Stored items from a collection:

☆ ☆ ☆ ☆

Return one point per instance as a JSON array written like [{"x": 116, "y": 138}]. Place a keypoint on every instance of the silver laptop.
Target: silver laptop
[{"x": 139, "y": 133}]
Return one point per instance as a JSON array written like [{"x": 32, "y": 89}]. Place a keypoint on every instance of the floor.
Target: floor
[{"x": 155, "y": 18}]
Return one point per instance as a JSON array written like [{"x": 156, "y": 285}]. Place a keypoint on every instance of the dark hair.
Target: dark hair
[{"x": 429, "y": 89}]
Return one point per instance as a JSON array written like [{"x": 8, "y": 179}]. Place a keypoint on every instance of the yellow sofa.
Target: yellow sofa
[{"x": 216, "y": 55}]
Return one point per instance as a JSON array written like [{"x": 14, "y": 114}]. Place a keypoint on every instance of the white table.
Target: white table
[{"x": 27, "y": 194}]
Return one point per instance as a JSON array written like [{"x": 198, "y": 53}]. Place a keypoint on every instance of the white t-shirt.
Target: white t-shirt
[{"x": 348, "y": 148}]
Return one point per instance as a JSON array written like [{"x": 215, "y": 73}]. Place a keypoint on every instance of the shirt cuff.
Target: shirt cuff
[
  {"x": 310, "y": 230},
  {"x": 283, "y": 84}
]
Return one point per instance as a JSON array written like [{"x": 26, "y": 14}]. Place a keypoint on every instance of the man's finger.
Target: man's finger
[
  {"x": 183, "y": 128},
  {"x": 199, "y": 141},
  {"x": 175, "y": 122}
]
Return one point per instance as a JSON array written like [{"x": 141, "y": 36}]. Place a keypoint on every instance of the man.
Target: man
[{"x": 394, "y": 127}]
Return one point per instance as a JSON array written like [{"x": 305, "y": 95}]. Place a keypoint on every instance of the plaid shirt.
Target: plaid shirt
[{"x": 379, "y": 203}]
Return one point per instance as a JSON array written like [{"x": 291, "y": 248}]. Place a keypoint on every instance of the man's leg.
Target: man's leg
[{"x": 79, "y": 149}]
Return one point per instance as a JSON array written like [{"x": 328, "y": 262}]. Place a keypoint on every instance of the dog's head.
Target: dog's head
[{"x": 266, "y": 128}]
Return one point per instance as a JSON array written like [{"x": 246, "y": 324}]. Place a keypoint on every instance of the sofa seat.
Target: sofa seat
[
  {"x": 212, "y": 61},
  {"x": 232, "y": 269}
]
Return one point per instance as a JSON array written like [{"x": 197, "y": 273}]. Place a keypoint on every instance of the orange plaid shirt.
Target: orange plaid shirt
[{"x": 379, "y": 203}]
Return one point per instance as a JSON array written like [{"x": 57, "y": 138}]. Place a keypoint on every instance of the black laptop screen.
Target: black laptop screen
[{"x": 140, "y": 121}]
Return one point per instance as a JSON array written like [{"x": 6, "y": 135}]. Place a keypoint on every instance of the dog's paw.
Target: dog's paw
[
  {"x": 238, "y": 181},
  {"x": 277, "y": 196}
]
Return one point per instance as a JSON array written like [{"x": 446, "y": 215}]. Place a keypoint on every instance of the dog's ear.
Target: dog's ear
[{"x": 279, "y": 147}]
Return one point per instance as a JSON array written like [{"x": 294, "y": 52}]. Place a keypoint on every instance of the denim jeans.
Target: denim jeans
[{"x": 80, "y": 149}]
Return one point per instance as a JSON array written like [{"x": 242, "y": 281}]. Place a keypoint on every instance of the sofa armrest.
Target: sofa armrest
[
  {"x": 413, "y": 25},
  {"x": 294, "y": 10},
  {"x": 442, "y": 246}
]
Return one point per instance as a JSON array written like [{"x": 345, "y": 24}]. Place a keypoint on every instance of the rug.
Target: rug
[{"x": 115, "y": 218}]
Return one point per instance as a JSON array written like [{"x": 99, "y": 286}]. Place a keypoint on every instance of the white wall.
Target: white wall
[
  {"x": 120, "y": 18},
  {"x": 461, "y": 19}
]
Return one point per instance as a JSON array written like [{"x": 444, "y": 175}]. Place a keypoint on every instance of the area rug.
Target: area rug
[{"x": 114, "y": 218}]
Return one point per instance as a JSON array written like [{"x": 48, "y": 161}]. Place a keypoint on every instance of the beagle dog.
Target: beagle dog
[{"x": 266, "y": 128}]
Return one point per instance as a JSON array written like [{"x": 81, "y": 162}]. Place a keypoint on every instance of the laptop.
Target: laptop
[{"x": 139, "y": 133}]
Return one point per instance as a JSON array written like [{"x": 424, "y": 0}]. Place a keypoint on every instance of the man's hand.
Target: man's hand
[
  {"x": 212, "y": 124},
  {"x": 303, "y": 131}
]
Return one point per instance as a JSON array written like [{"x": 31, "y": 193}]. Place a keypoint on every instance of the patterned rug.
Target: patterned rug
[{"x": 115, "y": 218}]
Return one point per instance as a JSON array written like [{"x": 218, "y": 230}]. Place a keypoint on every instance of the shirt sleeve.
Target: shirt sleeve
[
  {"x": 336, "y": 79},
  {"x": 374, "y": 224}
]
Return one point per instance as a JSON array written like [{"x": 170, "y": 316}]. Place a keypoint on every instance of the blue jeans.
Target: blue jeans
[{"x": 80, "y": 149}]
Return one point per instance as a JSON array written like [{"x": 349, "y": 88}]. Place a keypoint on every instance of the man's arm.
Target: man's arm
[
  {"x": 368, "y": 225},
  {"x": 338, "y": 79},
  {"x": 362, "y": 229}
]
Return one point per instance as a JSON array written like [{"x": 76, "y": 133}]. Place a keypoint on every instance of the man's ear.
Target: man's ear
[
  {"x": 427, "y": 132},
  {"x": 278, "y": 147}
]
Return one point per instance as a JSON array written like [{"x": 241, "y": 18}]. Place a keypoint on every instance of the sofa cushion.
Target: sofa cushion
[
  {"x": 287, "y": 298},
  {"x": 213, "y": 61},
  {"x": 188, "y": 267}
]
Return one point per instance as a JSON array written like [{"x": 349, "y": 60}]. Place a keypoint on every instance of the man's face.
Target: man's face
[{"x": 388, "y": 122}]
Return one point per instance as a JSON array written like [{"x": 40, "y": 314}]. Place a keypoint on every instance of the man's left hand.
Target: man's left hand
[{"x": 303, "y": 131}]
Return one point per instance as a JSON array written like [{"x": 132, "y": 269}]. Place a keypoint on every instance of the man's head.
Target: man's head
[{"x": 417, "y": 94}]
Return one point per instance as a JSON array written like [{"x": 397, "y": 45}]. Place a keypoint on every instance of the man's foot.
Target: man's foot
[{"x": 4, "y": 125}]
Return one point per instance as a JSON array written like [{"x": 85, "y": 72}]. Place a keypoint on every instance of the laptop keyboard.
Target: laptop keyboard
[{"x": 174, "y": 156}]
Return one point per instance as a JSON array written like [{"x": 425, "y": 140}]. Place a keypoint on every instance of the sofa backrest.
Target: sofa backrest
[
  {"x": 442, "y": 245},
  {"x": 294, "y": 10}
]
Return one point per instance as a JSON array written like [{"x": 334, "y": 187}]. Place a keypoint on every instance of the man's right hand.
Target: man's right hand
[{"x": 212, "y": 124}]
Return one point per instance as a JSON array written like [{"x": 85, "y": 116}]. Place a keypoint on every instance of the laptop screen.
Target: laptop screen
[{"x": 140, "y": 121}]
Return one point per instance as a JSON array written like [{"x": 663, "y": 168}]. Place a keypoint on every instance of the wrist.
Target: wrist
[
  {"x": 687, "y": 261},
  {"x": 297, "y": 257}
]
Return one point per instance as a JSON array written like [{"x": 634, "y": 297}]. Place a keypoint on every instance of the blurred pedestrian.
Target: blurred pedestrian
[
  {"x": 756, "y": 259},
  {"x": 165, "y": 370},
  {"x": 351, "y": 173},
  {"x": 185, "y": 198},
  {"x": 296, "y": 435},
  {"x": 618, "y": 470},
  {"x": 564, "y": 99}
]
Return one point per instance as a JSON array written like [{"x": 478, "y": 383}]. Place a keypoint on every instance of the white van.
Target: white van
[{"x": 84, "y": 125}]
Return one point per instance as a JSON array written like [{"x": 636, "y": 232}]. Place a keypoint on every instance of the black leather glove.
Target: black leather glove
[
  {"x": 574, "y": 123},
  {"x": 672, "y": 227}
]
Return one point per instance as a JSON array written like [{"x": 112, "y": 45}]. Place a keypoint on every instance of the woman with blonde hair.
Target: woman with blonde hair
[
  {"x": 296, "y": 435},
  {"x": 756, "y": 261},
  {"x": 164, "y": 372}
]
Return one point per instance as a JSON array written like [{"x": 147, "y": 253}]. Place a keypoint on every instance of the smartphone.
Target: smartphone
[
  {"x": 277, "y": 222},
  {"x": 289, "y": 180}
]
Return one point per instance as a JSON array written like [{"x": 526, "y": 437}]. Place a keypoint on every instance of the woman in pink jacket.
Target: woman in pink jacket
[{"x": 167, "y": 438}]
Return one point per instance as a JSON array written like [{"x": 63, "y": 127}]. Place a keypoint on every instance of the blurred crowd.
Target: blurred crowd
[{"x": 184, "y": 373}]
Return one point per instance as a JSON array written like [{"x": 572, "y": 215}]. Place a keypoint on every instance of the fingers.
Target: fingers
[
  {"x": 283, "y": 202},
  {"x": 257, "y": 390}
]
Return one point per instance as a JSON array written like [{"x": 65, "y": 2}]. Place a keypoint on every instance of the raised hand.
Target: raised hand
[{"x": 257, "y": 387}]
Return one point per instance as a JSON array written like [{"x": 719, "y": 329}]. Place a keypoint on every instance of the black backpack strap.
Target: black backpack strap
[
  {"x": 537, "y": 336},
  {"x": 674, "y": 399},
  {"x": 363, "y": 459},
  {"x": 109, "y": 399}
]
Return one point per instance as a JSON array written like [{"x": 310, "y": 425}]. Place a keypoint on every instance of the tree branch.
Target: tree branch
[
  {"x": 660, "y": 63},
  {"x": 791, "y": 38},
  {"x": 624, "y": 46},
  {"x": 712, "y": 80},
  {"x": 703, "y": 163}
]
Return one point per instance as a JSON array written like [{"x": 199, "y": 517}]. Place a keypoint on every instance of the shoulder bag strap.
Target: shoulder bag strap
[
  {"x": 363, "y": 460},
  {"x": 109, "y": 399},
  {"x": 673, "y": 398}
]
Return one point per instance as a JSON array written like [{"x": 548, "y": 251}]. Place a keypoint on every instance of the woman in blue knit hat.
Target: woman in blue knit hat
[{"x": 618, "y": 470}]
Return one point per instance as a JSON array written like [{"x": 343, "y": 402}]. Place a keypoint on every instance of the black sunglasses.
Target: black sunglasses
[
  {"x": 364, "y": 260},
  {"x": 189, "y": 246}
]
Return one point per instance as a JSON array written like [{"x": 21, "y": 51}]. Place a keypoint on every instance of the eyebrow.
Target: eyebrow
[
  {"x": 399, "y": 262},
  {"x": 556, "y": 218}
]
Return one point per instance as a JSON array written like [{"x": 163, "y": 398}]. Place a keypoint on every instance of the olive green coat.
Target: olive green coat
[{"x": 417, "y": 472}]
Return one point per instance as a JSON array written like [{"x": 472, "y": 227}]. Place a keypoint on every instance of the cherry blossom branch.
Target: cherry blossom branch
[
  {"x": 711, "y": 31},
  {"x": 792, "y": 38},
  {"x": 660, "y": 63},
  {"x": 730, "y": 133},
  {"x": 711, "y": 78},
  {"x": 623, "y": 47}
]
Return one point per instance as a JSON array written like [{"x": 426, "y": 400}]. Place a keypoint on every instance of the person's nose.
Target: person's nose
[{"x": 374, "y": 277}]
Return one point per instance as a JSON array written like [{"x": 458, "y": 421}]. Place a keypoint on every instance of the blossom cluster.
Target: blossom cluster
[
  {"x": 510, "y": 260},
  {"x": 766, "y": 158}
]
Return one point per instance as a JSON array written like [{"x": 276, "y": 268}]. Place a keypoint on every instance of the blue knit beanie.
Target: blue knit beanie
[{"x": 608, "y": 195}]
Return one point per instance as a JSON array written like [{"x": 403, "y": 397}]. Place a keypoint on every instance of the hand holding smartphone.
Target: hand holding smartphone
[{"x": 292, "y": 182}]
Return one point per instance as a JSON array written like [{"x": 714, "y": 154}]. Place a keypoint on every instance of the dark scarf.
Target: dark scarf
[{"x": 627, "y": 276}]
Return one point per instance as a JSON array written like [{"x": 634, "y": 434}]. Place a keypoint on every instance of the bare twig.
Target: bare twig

☆ ☆ ☆ ☆

> [What is expected] Where a line of the records above holds the word "twig", copy that line.

> [Answer for this exercise]
Return one point per instance as a JSON array written like [{"x": 634, "y": 434}]. Place a keypoint on every instance of the bare twig.
Target: bare twig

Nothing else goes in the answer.